### Page extract:
····················
Uffington Castle is an early Iron Age (with underlying Bronze Age) univallate hillfort in Oxfordshire, England.  It covers about 32,000 square metres and is surrounded by two earth banks separated by a ditch with an entrance in the western end. A second entrance in the eastern end was apparently blocked up a few centuries after it was built.
The original defensive ditch was V-shaped with a small box rampart in front and a larger one behind it. Timber posts stood on the ramparts. Later the ditch was deepened and the extra material dumped on top of the ramparts to increase their size. A parapet wall of sarsen stones lined the top of the innermost rampart. It is very close to the Uffington White Horse on White Horse Hill.
····················
### Stated goal 1:
Count the lines of the records that contain the string "countertop", treating uppercase and lowercase as different, and give only that number.
The text and the records come from separate, unrelated sources.

(Raw records)
····················
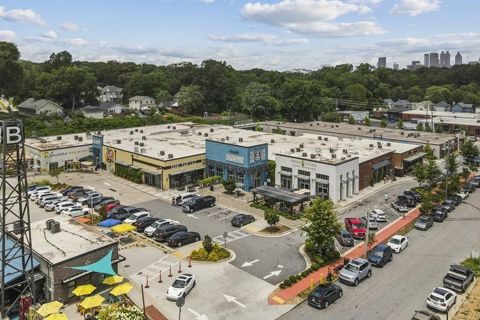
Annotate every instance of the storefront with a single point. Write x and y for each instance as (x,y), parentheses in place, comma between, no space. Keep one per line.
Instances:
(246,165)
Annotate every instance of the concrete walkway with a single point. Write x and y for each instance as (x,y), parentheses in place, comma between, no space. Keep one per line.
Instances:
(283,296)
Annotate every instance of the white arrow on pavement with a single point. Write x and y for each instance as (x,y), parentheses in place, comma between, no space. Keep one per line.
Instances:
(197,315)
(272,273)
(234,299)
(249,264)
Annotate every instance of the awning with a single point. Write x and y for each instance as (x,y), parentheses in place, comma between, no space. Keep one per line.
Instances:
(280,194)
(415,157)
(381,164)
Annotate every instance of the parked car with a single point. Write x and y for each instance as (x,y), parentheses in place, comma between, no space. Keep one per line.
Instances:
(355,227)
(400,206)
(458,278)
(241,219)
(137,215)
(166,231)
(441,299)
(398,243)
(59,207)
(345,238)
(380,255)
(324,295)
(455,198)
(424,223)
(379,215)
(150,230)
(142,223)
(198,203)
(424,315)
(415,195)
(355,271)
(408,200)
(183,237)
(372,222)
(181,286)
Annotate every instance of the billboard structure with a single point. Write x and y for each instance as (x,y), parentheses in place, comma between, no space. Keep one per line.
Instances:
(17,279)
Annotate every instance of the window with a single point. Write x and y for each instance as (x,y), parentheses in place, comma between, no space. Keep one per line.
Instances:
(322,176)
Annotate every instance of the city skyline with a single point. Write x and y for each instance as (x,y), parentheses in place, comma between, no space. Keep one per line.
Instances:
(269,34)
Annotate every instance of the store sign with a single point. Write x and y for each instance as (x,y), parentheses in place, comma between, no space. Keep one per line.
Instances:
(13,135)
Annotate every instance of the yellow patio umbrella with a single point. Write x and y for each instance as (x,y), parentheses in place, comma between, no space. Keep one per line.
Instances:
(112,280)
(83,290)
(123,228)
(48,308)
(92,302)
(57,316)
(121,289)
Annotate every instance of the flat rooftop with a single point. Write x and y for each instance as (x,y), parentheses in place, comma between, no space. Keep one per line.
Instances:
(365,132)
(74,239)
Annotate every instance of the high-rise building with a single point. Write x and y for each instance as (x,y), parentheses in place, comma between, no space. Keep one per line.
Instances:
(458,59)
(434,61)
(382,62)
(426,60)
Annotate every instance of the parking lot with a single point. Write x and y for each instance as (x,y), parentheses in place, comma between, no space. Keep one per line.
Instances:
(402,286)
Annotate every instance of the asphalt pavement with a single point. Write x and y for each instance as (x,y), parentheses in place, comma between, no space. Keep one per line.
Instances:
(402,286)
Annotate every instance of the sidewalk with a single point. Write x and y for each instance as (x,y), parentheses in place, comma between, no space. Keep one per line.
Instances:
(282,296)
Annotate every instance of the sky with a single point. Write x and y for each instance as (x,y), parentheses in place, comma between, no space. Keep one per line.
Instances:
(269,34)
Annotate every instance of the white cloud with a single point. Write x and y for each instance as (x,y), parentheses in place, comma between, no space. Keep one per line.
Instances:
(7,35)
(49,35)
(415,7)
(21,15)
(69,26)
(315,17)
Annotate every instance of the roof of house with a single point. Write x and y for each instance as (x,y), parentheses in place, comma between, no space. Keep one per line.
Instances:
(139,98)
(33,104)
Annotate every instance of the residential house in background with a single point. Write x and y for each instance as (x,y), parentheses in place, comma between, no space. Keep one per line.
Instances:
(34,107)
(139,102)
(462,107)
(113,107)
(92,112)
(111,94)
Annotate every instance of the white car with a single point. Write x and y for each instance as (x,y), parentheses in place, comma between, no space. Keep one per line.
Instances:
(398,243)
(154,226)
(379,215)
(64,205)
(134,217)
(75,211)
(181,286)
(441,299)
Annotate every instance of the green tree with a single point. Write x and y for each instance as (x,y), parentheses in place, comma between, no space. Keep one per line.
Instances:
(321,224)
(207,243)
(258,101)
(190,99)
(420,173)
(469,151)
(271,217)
····················
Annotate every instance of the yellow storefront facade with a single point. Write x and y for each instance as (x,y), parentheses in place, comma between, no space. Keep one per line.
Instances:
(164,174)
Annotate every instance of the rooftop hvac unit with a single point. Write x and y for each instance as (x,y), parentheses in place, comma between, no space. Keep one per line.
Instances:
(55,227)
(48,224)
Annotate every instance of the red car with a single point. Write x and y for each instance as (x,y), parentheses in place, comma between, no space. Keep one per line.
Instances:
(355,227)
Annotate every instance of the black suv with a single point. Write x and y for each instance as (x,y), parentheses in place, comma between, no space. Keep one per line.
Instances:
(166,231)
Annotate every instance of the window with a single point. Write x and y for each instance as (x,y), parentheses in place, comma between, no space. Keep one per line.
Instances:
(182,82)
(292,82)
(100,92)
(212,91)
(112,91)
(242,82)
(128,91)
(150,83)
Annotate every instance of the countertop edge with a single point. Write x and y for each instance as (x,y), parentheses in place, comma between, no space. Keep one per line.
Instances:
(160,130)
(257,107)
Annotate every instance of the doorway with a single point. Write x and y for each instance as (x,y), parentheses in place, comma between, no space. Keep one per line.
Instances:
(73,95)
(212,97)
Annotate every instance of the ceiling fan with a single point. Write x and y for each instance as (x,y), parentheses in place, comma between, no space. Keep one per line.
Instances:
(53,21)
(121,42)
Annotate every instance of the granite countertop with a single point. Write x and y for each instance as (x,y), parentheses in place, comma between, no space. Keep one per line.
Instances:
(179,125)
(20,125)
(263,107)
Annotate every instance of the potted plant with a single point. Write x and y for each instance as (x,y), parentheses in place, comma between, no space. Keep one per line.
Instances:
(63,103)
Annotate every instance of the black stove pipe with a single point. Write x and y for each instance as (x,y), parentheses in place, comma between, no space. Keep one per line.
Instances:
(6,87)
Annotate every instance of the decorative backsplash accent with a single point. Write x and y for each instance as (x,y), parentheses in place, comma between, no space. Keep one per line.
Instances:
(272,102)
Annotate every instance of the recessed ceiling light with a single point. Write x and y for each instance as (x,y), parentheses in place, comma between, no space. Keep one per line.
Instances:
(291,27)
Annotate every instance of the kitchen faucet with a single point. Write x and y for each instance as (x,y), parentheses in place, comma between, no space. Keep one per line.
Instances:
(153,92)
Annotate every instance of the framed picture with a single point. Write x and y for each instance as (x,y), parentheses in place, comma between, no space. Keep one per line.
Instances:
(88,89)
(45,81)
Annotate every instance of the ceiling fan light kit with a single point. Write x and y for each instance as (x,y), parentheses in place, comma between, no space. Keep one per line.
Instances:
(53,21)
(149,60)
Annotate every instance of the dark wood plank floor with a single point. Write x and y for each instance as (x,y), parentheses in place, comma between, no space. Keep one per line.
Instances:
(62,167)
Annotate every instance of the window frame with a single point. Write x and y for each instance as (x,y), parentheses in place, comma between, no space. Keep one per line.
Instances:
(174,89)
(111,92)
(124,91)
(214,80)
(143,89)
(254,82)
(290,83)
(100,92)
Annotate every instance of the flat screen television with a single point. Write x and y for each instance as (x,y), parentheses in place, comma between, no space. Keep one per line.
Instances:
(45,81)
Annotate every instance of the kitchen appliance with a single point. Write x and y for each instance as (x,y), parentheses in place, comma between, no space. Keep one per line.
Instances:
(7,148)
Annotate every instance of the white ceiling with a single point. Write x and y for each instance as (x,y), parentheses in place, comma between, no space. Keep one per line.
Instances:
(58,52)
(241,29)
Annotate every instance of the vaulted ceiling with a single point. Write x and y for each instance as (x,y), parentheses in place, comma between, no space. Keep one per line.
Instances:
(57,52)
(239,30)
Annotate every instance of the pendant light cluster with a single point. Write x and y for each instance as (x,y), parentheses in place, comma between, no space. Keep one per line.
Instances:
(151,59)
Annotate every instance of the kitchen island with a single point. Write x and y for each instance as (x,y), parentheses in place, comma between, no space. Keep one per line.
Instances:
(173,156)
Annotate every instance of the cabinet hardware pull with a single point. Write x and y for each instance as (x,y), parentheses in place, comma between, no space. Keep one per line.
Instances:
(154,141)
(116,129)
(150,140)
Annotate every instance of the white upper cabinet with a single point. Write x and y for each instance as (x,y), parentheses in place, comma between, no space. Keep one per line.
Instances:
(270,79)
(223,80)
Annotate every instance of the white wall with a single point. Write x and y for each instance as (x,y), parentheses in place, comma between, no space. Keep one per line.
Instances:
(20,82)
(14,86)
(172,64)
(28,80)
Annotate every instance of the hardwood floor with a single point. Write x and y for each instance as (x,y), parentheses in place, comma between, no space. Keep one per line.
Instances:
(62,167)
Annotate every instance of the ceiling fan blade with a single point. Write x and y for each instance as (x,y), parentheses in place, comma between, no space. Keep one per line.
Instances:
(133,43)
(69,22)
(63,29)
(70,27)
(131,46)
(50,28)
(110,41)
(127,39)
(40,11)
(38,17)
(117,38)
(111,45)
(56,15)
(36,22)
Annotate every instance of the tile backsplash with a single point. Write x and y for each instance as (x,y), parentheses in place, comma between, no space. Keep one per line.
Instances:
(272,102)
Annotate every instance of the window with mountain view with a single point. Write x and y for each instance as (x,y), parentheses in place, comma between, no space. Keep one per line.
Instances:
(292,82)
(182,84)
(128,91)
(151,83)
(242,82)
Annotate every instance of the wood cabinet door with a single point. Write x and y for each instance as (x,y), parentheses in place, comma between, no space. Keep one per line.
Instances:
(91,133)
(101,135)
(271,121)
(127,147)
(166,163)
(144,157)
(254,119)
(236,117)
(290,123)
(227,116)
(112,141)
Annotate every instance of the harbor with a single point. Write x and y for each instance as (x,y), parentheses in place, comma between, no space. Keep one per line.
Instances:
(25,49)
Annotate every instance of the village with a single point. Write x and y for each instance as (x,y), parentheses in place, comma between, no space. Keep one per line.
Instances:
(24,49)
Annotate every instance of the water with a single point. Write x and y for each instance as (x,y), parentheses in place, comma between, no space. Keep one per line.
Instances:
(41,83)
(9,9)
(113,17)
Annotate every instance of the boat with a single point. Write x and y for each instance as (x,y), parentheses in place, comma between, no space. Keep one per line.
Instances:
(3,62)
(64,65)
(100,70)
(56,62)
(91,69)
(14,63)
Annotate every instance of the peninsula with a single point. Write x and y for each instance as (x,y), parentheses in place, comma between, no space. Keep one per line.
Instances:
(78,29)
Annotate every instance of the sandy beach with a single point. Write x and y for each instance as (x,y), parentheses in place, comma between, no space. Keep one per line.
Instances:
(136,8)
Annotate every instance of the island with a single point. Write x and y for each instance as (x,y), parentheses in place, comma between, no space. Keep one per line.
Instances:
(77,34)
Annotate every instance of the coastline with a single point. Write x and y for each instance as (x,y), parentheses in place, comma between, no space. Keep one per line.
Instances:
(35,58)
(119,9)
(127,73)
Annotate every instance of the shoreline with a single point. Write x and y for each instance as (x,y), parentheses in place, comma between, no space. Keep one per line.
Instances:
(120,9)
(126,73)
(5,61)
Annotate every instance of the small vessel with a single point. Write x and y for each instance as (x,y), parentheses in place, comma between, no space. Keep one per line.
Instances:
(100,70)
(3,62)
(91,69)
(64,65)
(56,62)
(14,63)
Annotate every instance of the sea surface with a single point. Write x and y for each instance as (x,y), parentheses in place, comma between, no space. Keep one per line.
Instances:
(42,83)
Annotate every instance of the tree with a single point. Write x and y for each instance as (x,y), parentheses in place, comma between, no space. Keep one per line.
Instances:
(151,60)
····················
### Stated goal 2:
In the passage on Uffington Castle, what lined the top of the innermost rampart?

### Full solution 1:
2

### Full solution 2:
A parapet wall of sarsen stones.